*** Records for this exercise Section Begins ***

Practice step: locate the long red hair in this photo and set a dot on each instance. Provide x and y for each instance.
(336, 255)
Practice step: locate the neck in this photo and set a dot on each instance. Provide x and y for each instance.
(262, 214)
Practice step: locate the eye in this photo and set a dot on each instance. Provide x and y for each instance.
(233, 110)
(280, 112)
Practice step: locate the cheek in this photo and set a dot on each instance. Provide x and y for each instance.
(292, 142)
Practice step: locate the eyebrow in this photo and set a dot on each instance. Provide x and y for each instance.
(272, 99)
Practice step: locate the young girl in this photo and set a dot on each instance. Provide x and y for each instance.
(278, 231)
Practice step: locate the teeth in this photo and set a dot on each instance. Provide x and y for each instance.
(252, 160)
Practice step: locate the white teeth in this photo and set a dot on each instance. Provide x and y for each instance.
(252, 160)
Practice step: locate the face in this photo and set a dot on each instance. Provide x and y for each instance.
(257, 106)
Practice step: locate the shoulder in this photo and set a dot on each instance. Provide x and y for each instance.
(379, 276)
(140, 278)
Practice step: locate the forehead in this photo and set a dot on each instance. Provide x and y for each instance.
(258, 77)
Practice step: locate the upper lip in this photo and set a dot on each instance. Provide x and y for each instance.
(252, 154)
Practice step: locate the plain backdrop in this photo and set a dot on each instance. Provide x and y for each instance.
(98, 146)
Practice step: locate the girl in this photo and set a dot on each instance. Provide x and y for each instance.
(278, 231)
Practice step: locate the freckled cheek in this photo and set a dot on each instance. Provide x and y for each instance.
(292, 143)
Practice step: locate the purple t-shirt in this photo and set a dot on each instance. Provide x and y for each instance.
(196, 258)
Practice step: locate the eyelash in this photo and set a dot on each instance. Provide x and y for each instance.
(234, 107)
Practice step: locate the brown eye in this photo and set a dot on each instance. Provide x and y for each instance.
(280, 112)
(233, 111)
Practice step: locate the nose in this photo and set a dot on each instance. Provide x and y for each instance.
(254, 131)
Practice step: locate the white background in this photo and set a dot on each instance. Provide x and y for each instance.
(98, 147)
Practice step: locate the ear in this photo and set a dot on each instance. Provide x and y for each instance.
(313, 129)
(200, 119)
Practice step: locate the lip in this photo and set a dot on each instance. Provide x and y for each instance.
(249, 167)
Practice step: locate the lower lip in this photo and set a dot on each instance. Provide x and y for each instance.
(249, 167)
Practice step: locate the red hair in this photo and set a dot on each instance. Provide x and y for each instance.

*** Records for this exercise Section Ends ***

Task instructions:
Your task is to retype the complete material exactly as it was given.

Answer section:
Practice step: locate the long red hair in this photo and set a dot on each instance. Provide x and y for each instance.
(336, 255)
Practice step: locate the neck in this photo and set a dot on each instance. Provide x and y for each instance.
(262, 214)
Practice step: locate the eye in this photo and set a dot on each instance. Provide x and y for each instance.
(233, 110)
(280, 112)
Practice step: locate the cheek in this photo and set a dot on each instance. Provide x and y for each instance.
(292, 142)
Practice step: locate the eyebrow in this photo and set a dot on each instance. Provide x and y for each instance.
(272, 99)
Practice step: locate the young girl in this photo and set a dot on each instance. Provide x and y for each instance.
(278, 231)
Practice step: locate the teeth in this photo and set a dot on each instance. Provide x and y for each instance.
(252, 160)
Practice step: locate the white teeth in this photo and set a dot on each instance. Provide x and y for each instance.
(252, 160)
Practice step: locate the face in this photo and set a dot on each instance. Provide x and y for each instance.
(257, 106)
Practice step: locate the shoulder in this photo and set a dot on each instance. Provide x and y for each instance.
(379, 276)
(140, 278)
Practice step: locate the forehead in this photo and set a dot on each instance. Provide x and y for each instance.
(258, 77)
Practice step: locate the upper lip in this photo and set a dot on each instance. Provide x and y for each instance.
(252, 154)
Practice step: locate the plain backdrop in this photo and set a dot on each instance. Provide x and y for each instance.
(98, 146)
Practice step: locate the girl in this photo and set a dot on each instance. Provide x and y for each instance.
(278, 231)
Practice step: locate the freckled cheek in this photo and set a dot on each instance. Provide x and y for each instance.
(292, 143)
Practice step: locate the purple t-shirt in this photo and set a dot on each instance. Provide x and y for each instance.
(196, 258)
Practice step: locate the eyelash in this photo and set a dot on each instance. Provide x and y for each instance.
(234, 107)
Practice step: locate the brown eye in this photo and set a dot on each instance. Provide x and y for each instance.
(280, 112)
(233, 111)
Practice step: locate the nose in this photo and set a dot on each instance. Provide x and y for each instance.
(254, 131)
Practice step: locate the white background in this photo and set a dot on each instance. Provide x and y for each instance.
(98, 147)
Practice step: locate the ear in this photo and set a dot on each instance. Provide x and y for each instance.
(313, 129)
(200, 119)
Practice step: locate the lip in this photo and set a dot on each instance. Provide x and y for each instance.
(249, 167)
Practice step: locate the lower lip in this photo and set a dot on each instance. Provide x and y for each instance.
(249, 167)
Practice step: locate the red hair in this photo and set a dot on each instance. Provide x and y for each instance.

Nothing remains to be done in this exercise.